━━ SOURCE EXTRACT ━━
Feasible: 1 MB to 10 MB

Works but needs memory planning:

Reduce workers to 2-4 to control peak memory
Increase container memory to 4-8 GB
Typical: large UBL invoices with 1,000+ lines, FHIR bundles, complex IDoc messages
Latency: 50-500ms per message (acceptable for batch-like workloads)

Not Recommended: 10 MB to 50 MB

Technically possible with sufficient memory but problematic:

Only 1-2 workers (most memory consumed by one document)
GC pressure: large object allocation triggers garbage collection pauses
Latency: seconds per message
Better approach: split the document before transformation

Not Feasible: Over 50 MB

UDM expansion would require 4+ GB for a single message — no room for workers, JVM overhead, or concurrent messages. This is where streaming parsers (SAX, StAX) or big data tools (Spark, Dataflow) are appropriate.

UTL-X is a transformation tool, not a big data tool. Different scales need different tools.

"Why Not Just Use 1 GB Messages?"

A common question: "My server has 64 GB of RAM — can't I just process a 1 GB XML file?"

The answer is no, and it is not just about memory — it is about three walls you hit simultaneously:

Wall 1: Memory expansion. A 1 GB XML file expands to 30-50 GB in UDM. No single JVM can hold this. Even with 64 GB physical RAM, the JVM's garbage collector cannot efficiently manage a 50 GB heap — GC pauses become seconds to minutes.

Wall 2: Parse time. Parsing is O(n) — linear in message size. A 1 KB message parses in microseconds. A 1 GB message takes minutes just to build the UDM tree, before any transformation logic runs.

Wall 3: GC pressure. The JVM's garbage collector must track every object in the heap. A 50 KB message creates 1,000 objects. A 50 MB message creates 1,000,000 objects. A 1 GB message creates 20,000,000 objects. GC pause duration grows with object count — not linearly, but with increasing overhead as the heap grows.
━━━
[TASK STATEMENT]
Resume the passage on message-size limits in UTL-X transformations, beginning immediately after its final sentence.
━━ DATA SHOWN ━━
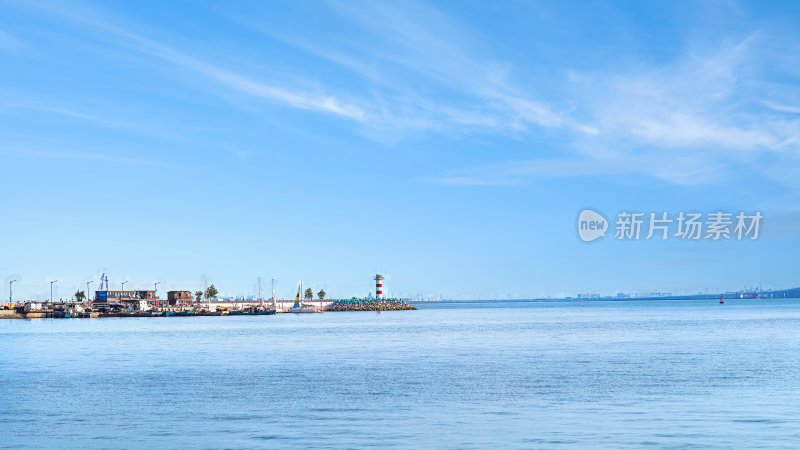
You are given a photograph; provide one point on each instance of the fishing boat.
(299, 308)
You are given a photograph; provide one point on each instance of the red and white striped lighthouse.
(378, 286)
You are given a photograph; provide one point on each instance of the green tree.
(211, 292)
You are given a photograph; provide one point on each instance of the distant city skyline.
(449, 146)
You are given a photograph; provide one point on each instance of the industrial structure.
(179, 298)
(378, 286)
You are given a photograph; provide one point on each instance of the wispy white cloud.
(88, 156)
(686, 122)
(225, 77)
(416, 42)
(775, 106)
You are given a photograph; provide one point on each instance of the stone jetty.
(369, 305)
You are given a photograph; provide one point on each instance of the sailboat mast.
(273, 292)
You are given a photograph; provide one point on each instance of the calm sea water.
(521, 375)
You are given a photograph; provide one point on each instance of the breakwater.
(369, 305)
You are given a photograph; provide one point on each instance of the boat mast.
(273, 294)
(260, 301)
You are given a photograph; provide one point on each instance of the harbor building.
(136, 300)
(179, 298)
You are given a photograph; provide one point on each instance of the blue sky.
(449, 145)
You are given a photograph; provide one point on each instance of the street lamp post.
(51, 290)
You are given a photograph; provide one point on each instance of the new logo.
(591, 225)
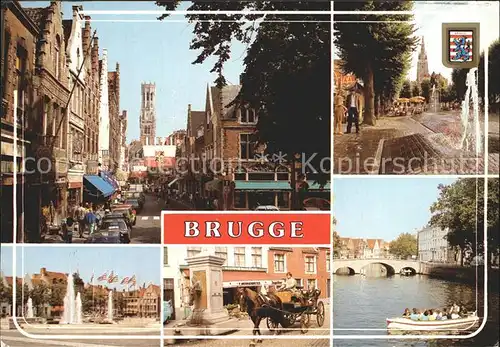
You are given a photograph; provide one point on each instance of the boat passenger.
(414, 315)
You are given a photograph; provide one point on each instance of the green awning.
(316, 186)
(262, 185)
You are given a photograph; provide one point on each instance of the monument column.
(205, 270)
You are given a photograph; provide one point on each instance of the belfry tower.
(422, 64)
(147, 120)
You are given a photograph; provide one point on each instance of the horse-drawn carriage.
(299, 307)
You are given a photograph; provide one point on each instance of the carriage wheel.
(271, 325)
(304, 323)
(320, 314)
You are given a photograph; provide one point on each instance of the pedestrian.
(353, 109)
(339, 112)
(69, 229)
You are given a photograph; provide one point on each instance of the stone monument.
(205, 270)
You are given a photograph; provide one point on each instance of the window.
(310, 264)
(239, 256)
(221, 252)
(256, 256)
(193, 251)
(328, 262)
(247, 147)
(311, 283)
(78, 58)
(57, 68)
(279, 263)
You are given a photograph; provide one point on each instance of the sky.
(383, 207)
(429, 16)
(149, 50)
(144, 262)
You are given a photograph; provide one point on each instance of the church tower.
(147, 120)
(422, 64)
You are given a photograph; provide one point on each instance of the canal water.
(363, 303)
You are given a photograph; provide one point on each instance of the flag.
(103, 277)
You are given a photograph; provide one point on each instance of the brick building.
(115, 124)
(250, 266)
(19, 44)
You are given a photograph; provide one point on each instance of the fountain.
(29, 310)
(72, 313)
(471, 128)
(110, 306)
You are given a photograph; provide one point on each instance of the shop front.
(230, 288)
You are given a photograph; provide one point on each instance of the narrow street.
(13, 338)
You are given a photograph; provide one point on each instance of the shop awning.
(316, 186)
(93, 182)
(262, 185)
(170, 184)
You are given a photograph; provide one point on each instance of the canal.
(364, 303)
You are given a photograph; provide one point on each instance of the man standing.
(353, 108)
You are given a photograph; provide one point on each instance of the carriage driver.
(290, 283)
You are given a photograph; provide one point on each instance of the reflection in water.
(364, 303)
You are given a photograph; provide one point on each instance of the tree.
(416, 90)
(372, 47)
(284, 59)
(406, 91)
(425, 87)
(459, 209)
(404, 246)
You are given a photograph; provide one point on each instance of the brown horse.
(260, 306)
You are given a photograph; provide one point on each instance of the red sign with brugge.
(285, 228)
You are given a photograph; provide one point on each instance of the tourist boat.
(401, 323)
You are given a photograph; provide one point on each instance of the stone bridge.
(392, 265)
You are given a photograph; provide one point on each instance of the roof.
(37, 15)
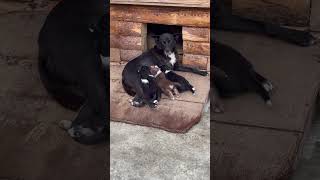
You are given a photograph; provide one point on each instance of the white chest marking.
(144, 81)
(173, 59)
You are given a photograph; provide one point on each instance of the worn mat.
(173, 116)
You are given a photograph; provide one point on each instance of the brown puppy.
(166, 86)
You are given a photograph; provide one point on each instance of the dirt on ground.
(32, 146)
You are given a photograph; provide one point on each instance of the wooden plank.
(197, 48)
(154, 14)
(291, 77)
(196, 34)
(284, 12)
(172, 116)
(114, 55)
(199, 61)
(242, 153)
(179, 3)
(201, 83)
(127, 55)
(127, 42)
(127, 28)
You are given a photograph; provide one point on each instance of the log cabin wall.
(128, 29)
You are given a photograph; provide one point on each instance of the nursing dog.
(163, 55)
(71, 42)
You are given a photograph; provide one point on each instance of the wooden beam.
(127, 55)
(199, 48)
(284, 12)
(196, 34)
(169, 15)
(178, 3)
(127, 42)
(199, 61)
(114, 55)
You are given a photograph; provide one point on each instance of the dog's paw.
(153, 105)
(135, 103)
(65, 124)
(193, 90)
(203, 73)
(80, 131)
(269, 103)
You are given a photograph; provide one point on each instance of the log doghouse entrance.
(133, 25)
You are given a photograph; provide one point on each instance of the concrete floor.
(309, 165)
(138, 152)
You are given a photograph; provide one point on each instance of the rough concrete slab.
(295, 72)
(143, 153)
(242, 153)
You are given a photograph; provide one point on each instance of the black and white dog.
(163, 55)
(73, 65)
(233, 74)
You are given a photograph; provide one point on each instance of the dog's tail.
(263, 87)
(98, 137)
(61, 92)
(186, 86)
(127, 88)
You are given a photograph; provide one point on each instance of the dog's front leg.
(216, 104)
(180, 67)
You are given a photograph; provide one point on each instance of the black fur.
(158, 55)
(225, 20)
(70, 65)
(234, 74)
(182, 84)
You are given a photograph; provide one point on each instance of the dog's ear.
(177, 36)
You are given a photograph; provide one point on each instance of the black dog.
(164, 53)
(225, 20)
(234, 74)
(150, 88)
(70, 44)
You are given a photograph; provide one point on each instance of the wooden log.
(315, 16)
(198, 48)
(127, 42)
(196, 34)
(127, 28)
(169, 15)
(199, 61)
(284, 12)
(127, 55)
(179, 3)
(114, 55)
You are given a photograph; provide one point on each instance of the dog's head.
(166, 42)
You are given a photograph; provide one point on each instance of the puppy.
━━━
[TASK RESPONSE]
CPU Time: Linear, Not Exponential

Good news: transformation time scales linearly with message size, not exponentially. Processing a message twice as large takes roughly twice as long — not four times:


Message size	Parse time	Transform time	Total	Scaling
1 KB	< 1ms	< 1ms	1ms	baseline
10 KB	1ms	1ms	2ms	2x size → 2x time
100 KB	5ms	5ms	10ms	10x size → 10x time
1 MB	30ms	20ms	50ms	linear
10 MB	300ms	200ms	500ms	linear
50 MB	2s	1s	3s	linear
100 MB	5s	3s	8s	linear — but GC pauses add unpredictability

The transformation itself (evaluating the UTL-X body) is O(n) — it visits each element once. Functions like map, filter, groupBy are linear. Even sortBy is O(n log n). There are no O(n²) operations in normal transformations.

However: at large sizes, the bottleneck shifts from CPU to memory management. GC pauses become unpredictable — a 50 MB message might process in 3 seconds or 8 seconds depending on when GC triggers. This is why the "Not Recommended" boundary exists: not because CPU time is exponential, but because GC behavior becomes non-deterministic.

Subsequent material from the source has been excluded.